§ **Required work**
In the data from the line with "Task: locate the red-brown" up to and including the last line, change "trash bin" to "waste bin" and return only those lines with nothing else altered.

§ **Dataset extract**
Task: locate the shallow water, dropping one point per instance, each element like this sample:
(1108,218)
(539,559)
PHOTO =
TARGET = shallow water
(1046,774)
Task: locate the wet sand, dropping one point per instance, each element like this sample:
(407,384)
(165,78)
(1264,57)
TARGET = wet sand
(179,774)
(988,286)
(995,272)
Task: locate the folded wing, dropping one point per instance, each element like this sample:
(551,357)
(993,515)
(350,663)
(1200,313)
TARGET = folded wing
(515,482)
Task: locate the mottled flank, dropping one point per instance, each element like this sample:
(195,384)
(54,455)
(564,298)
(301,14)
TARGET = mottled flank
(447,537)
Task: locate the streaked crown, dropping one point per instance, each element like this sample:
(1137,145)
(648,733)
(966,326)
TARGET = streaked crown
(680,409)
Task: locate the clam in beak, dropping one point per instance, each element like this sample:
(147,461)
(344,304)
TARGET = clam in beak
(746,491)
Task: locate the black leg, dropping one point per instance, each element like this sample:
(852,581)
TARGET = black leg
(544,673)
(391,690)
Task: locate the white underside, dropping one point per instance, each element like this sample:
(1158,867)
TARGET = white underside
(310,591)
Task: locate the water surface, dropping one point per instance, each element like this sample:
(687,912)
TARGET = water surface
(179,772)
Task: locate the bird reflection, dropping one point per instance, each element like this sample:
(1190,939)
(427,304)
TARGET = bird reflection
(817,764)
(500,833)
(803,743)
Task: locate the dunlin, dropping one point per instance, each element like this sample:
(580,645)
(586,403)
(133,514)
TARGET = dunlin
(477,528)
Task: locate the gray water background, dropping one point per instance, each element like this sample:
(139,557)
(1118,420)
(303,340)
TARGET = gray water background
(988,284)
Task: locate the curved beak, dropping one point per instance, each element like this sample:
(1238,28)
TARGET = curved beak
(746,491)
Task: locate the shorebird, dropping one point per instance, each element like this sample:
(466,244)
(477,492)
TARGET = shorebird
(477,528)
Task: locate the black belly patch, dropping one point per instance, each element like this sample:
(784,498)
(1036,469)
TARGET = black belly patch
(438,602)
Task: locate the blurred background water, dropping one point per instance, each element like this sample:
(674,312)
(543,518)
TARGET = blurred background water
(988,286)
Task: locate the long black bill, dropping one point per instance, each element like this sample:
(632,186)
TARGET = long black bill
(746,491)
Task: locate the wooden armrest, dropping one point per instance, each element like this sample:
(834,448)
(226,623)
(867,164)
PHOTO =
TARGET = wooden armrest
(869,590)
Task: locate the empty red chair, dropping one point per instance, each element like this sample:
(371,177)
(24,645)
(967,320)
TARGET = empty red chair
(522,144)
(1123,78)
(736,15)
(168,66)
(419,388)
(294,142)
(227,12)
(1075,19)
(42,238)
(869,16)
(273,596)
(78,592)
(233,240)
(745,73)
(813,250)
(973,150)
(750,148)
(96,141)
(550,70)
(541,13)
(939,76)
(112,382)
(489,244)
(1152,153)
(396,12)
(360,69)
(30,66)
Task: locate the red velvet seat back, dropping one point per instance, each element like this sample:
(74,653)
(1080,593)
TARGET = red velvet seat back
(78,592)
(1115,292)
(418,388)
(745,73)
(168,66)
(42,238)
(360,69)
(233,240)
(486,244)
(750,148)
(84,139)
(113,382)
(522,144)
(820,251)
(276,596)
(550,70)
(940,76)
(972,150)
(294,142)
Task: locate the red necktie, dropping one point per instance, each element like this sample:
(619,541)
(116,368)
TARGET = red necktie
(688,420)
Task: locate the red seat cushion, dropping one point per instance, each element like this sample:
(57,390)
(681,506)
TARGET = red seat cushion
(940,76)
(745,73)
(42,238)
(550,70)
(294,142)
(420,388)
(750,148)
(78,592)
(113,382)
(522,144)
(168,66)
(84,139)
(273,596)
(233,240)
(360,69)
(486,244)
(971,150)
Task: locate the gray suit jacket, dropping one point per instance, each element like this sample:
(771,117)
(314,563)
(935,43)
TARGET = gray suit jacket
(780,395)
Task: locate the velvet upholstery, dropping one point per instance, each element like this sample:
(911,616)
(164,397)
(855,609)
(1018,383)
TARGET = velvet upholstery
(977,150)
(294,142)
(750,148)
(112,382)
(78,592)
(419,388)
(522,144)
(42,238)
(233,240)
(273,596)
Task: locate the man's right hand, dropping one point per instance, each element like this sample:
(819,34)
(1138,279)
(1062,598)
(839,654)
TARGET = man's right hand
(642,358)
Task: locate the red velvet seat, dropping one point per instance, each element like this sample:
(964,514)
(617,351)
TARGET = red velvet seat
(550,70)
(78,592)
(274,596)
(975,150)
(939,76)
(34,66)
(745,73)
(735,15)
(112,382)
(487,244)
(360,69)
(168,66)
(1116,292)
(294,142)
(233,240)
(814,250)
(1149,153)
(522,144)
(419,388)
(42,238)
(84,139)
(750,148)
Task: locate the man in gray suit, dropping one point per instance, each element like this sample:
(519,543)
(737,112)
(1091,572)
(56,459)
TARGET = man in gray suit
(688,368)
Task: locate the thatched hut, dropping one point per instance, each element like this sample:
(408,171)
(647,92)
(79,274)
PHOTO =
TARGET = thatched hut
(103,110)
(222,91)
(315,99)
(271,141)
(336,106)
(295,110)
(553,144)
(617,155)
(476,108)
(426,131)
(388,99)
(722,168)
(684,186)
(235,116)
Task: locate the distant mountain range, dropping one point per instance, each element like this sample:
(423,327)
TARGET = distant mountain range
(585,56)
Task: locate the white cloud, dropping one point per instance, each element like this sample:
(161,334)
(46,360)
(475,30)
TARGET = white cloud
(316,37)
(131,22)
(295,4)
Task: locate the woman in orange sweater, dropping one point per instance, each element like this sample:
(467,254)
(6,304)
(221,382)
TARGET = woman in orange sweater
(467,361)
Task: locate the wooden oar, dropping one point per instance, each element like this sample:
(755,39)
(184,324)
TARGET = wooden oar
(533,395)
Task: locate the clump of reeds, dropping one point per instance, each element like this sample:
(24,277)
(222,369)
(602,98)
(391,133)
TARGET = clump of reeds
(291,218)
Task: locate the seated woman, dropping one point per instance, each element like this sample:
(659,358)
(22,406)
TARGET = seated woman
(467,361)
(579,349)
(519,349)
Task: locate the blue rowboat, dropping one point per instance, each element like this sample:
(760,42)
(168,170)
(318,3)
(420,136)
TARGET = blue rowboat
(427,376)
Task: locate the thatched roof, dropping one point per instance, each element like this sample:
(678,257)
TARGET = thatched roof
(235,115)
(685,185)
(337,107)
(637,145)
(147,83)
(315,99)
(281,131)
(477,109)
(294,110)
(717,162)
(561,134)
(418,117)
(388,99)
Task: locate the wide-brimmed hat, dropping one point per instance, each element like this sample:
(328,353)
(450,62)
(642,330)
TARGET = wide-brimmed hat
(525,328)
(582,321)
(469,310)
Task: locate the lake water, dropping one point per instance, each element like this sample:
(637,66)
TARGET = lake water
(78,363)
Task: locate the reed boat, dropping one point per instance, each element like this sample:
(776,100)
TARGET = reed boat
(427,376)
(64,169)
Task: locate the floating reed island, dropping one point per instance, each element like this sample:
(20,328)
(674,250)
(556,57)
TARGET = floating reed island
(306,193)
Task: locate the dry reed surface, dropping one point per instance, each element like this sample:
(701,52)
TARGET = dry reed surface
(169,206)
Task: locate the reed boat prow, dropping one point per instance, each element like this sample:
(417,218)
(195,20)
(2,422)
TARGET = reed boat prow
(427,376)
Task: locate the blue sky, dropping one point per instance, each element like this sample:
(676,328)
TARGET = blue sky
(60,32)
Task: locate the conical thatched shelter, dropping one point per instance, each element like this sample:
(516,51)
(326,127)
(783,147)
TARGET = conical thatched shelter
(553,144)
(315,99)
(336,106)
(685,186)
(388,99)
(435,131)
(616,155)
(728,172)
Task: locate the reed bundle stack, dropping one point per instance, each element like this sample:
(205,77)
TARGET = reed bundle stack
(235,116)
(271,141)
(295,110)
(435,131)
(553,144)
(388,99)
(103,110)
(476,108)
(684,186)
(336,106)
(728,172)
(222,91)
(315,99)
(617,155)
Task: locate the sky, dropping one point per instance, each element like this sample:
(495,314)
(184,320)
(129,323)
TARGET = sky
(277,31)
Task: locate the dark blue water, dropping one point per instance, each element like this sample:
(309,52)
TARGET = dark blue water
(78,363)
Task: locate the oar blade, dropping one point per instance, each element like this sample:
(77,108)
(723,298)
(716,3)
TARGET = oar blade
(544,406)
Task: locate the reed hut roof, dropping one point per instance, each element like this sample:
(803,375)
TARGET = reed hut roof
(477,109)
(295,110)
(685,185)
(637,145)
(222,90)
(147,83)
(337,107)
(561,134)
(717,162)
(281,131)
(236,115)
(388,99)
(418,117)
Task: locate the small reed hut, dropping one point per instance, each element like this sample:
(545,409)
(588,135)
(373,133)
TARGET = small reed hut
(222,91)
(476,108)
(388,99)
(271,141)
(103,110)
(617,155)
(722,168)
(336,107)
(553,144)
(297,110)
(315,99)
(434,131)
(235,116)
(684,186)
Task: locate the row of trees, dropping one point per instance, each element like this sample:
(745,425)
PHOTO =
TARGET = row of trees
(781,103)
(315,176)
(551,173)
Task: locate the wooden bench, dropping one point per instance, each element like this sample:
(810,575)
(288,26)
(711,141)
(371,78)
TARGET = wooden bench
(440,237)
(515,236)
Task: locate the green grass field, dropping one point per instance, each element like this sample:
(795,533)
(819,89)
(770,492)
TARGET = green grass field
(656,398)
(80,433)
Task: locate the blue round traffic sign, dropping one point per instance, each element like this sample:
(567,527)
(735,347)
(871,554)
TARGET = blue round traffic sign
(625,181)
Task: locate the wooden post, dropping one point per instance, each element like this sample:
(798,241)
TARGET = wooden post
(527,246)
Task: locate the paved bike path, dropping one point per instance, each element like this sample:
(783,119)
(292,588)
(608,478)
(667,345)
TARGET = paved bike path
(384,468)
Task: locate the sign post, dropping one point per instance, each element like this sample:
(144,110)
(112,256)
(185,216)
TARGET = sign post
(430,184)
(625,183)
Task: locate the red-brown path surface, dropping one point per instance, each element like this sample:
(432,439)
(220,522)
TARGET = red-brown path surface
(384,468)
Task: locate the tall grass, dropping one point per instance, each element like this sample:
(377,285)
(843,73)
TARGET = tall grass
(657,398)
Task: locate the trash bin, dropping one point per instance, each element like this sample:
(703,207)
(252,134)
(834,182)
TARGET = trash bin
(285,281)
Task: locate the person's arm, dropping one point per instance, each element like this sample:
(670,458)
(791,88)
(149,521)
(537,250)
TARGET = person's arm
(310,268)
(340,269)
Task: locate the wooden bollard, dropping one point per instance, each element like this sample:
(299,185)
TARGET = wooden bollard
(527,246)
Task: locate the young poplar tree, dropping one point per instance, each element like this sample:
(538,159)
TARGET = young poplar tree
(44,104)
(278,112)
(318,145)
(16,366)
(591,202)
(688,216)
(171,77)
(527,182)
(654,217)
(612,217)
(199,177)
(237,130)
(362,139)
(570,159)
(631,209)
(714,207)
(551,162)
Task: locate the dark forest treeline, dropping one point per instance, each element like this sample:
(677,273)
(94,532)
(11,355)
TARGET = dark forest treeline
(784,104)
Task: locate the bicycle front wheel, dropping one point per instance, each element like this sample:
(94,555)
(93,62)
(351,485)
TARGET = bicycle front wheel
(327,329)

§ **Output of the exercise**
Task: locate the red-brown path surface, dropping one point per instance, each element like this sample:
(432,439)
(220,522)
TARGET = red-brown path surface
(384,468)
Task: locate the tall grass, dropping one point per instance, each element like this sample:
(377,285)
(843,73)
TARGET = tall grass
(657,398)
Task: locate the waste bin, dropping one point per instance, each element like this sample:
(703,207)
(252,134)
(834,182)
TARGET = waste bin
(285,281)
Task: locate the person's arm, dropping one point per instance, each element like this sample:
(670,458)
(791,88)
(149,521)
(537,250)
TARGET = person's arm
(310,268)
(340,269)
Task: locate the wooden bollard, dropping one point per instance, each element like this sample:
(299,185)
TARGET = wooden bollard
(527,246)
Task: locate the young poplar tree, dropping one point per instance, each element like this sample:
(538,159)
TARGET = young poplar tree
(44,104)
(278,112)
(318,145)
(16,366)
(591,202)
(688,216)
(171,77)
(527,182)
(654,217)
(612,217)
(199,177)
(237,130)
(362,139)
(570,159)
(631,209)
(714,207)
(551,162)
Task: locate the dark forest treeline, dropping one point per instance, each element like this sample:
(677,273)
(94,532)
(11,355)
TARGET = dark forest treeline
(784,104)
Task: locate the bicycle front wheel, dropping one point per instance, each element like this sample:
(94,555)
(93,62)
(351,485)
TARGET = bicycle front wheel
(327,329)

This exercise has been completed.